Top of Provided entries

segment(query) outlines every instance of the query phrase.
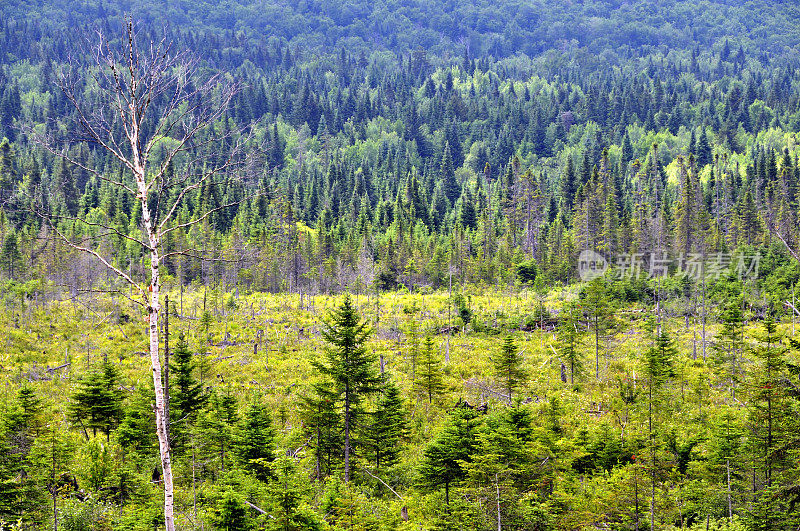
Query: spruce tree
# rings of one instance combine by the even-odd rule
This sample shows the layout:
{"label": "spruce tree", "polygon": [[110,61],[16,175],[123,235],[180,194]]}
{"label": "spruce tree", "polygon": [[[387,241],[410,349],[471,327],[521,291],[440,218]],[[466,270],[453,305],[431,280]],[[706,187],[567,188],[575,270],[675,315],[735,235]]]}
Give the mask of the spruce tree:
{"label": "spruce tree", "polygon": [[350,481],[353,428],[360,406],[367,396],[380,389],[381,380],[375,368],[375,355],[366,342],[372,330],[361,321],[349,295],[341,306],[332,310],[323,321],[322,337],[328,343],[324,362],[314,367],[331,379],[336,398],[341,402],[344,417],[344,481]]}
{"label": "spruce tree", "polygon": [[422,485],[436,489],[444,485],[445,503],[450,505],[450,486],[466,477],[464,463],[472,461],[480,419],[474,409],[453,409],[444,427],[428,444],[419,467]]}
{"label": "spruce tree", "polygon": [[442,182],[442,190],[444,191],[445,197],[447,197],[450,204],[454,204],[458,196],[461,194],[461,187],[458,185],[458,181],[456,181],[456,172],[453,168],[453,158],[450,155],[450,144],[445,143],[444,145],[444,154],[442,155],[442,166],[441,166],[441,182]]}
{"label": "spruce tree", "polygon": [[234,451],[241,467],[261,481],[273,477],[275,430],[267,406],[254,402],[244,412]]}
{"label": "spruce tree", "polygon": [[495,376],[503,383],[509,403],[512,402],[513,391],[524,383],[527,377],[522,362],[522,354],[517,350],[514,338],[511,334],[507,335],[503,340],[500,354],[492,360],[492,363]]}
{"label": "spruce tree", "polygon": [[321,479],[333,472],[334,457],[342,453],[336,393],[324,383],[312,385],[311,392],[300,397],[300,415],[314,453],[315,477]]}
{"label": "spruce tree", "polygon": [[78,424],[89,439],[88,430],[97,430],[109,438],[122,420],[122,395],[119,391],[119,372],[106,362],[87,374],[77,385],[67,406],[70,420]]}
{"label": "spruce tree", "polygon": [[189,350],[186,336],[180,334],[175,349],[170,354],[170,371],[172,372],[172,389],[170,393],[171,429],[173,444],[180,444],[184,426],[192,426],[197,413],[203,409],[207,396],[203,386],[194,376],[196,363],[194,354]]}
{"label": "spruce tree", "polygon": [[608,286],[602,278],[589,282],[581,293],[581,306],[589,317],[594,333],[595,378],[600,378],[600,339],[614,325],[614,308],[608,293]]}
{"label": "spruce tree", "polygon": [[569,367],[569,383],[575,383],[575,376],[583,373],[584,356],[581,352],[583,331],[579,307],[568,304],[562,310],[556,330],[556,351]]}
{"label": "spruce tree", "polygon": [[[648,323],[655,329],[655,323]],[[656,513],[656,478],[658,467],[656,461],[655,415],[660,401],[661,387],[668,378],[674,375],[677,349],[672,339],[664,330],[654,331],[653,343],[644,352],[644,372],[647,377],[647,433],[650,447],[650,527],[654,529]]]}
{"label": "spruce tree", "polygon": [[[274,464],[275,478],[267,484],[269,514],[268,531],[317,531],[322,521],[317,513],[304,501],[311,488],[306,474],[298,470],[294,459],[279,456]],[[304,477],[306,476],[306,477]]]}
{"label": "spruce tree", "polygon": [[442,360],[439,359],[438,354],[439,349],[433,344],[433,338],[426,336],[422,343],[414,388],[418,394],[428,399],[429,404],[432,404],[433,399],[440,396],[445,390]]}
{"label": "spruce tree", "polygon": [[726,373],[731,397],[736,398],[736,387],[739,380],[739,364],[744,351],[744,316],[742,315],[742,298],[729,296],[724,303],[725,308],[720,316],[722,331],[717,336],[713,351],[714,361],[719,369]]}
{"label": "spruce tree", "polygon": [[375,468],[391,467],[400,459],[401,444],[408,431],[406,415],[400,389],[388,378],[372,415],[372,425],[367,430]]}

Bottom of Provided entries

Where a line in the records above contains the string "instance", copy that line.

segment(query) outlines every instance of the query phrase.
# rings of one instance combine by the even-odd rule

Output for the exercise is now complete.